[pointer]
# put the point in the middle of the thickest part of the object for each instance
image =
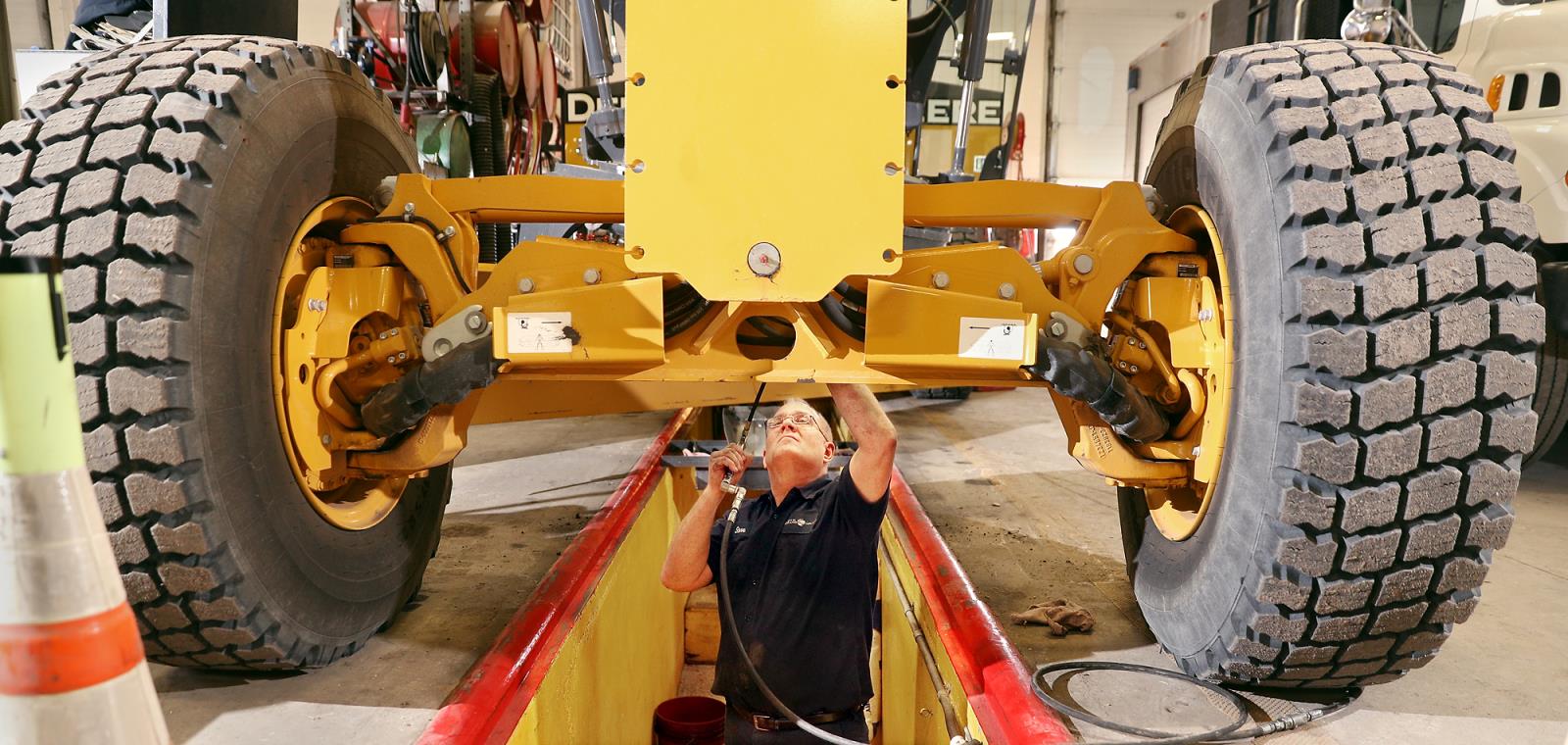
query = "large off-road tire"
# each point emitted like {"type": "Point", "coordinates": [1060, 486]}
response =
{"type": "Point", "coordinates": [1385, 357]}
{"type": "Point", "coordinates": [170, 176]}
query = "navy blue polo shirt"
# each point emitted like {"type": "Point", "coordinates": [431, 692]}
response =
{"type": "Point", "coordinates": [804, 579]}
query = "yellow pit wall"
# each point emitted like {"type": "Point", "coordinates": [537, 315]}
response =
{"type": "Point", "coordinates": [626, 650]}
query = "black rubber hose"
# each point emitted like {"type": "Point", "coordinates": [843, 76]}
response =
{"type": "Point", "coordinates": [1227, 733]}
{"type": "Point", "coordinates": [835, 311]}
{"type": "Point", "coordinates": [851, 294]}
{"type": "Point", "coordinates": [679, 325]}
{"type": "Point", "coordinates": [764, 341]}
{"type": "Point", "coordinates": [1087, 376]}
###
GIVEN EXERCISE
Convert all of the rows above into a JSON list of strings, one string per line, with blank lines skipped and the pictures left out.

IN RESPONSE
[
  "[pointer]",
  "# put the point in the middle of the thickest part of the object for each instance",
  "image =",
  "query = \"large off-road tire\"",
  "# each point emitted like {\"type\": \"Point\", \"coordinates\": [1060, 486]}",
  "response =",
  "{\"type\": \"Point\", \"coordinates\": [1385, 357]}",
  "{\"type\": \"Point\", \"coordinates\": [170, 176]}",
  "query = \"navy blue polo shirt\"",
  "# each point emitted like {\"type\": \"Point\", \"coordinates\": [431, 692]}",
  "response =",
  "{\"type\": \"Point\", \"coordinates\": [804, 579]}",
  "query = \"yellow pit wall\"",
  "# each point emitted like {\"type\": \"Point\", \"coordinates\": [537, 315]}",
  "response =",
  "{\"type\": \"Point\", \"coordinates\": [626, 650]}",
  "query = \"black rubber hose\"",
  "# each point emitted like {\"type\": \"Point\", \"coordinates\": [843, 76]}",
  "response =",
  "{\"type\": \"Point\", \"coordinates\": [1227, 733]}",
  "{\"type\": \"Point\", \"coordinates\": [835, 311]}",
  "{\"type\": \"Point\", \"coordinates\": [851, 294]}",
  "{\"type\": \"Point\", \"coordinates\": [679, 325]}",
  "{\"type\": \"Point\", \"coordinates\": [764, 341]}",
  "{\"type\": \"Point\", \"coordinates\": [1087, 376]}"
]